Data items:
▽
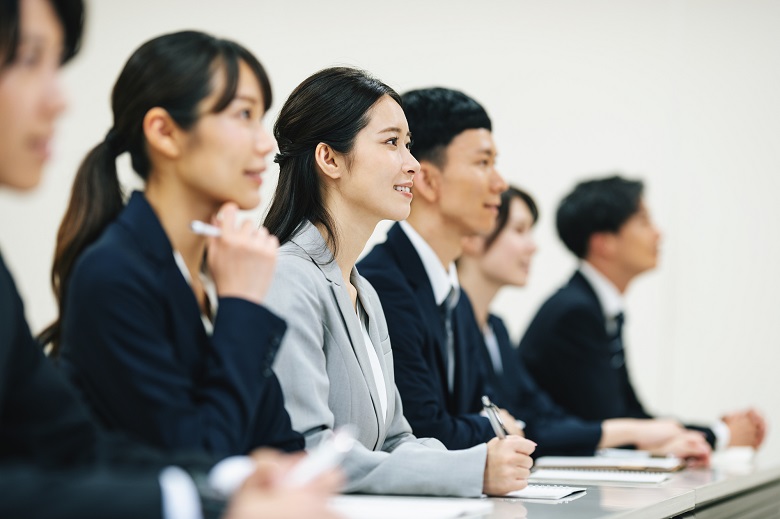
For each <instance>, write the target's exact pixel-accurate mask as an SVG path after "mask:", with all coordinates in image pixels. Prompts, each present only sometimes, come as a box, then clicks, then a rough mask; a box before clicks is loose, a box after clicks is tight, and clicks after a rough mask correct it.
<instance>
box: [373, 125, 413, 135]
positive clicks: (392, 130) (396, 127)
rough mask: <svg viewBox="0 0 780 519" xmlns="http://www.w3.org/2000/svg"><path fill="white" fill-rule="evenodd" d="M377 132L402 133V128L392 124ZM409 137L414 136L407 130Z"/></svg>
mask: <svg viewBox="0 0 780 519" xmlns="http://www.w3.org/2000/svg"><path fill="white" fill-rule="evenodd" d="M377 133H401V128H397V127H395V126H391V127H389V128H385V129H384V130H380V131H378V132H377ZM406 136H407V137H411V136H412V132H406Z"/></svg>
△
▽
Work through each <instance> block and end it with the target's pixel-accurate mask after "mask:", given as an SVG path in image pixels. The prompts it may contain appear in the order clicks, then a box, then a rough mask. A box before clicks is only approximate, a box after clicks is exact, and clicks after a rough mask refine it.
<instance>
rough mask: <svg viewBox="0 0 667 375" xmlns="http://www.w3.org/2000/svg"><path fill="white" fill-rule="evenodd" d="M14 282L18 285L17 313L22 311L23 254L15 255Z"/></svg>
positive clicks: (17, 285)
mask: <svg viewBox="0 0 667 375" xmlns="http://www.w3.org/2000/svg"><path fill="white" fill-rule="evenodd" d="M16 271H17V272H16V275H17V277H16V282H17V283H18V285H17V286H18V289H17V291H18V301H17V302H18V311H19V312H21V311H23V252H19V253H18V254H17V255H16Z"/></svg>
△
▽
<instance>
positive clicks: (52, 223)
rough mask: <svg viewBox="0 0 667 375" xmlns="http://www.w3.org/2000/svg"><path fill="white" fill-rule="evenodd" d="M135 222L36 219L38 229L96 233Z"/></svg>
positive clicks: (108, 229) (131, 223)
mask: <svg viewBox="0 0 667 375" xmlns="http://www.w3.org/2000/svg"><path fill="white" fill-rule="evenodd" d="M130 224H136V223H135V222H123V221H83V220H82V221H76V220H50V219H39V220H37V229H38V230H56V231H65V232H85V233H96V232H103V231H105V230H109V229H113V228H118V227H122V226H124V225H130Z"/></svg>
△
## PROBLEM DESCRIPTION:
Reproduce verbatim the lines of the records from the one containing "Work through each" through the one containing "282L18 285L17 313L22", both included.

## EXERCISE RESPONSE:
Work through each <instance> block and end it with the target's pixel-accurate mask after "mask:", given as an SVG path in image pixels. The prompts it may contain appear in the order clicks, then a box, then a rough mask. A box before clicks is only approximate, a box after clicks is exact, and clicks after a rough mask refine it.
<instance>
rough mask: <svg viewBox="0 0 667 375" xmlns="http://www.w3.org/2000/svg"><path fill="white" fill-rule="evenodd" d="M14 282L18 285L17 313L22 311L23 254L15 255Z"/></svg>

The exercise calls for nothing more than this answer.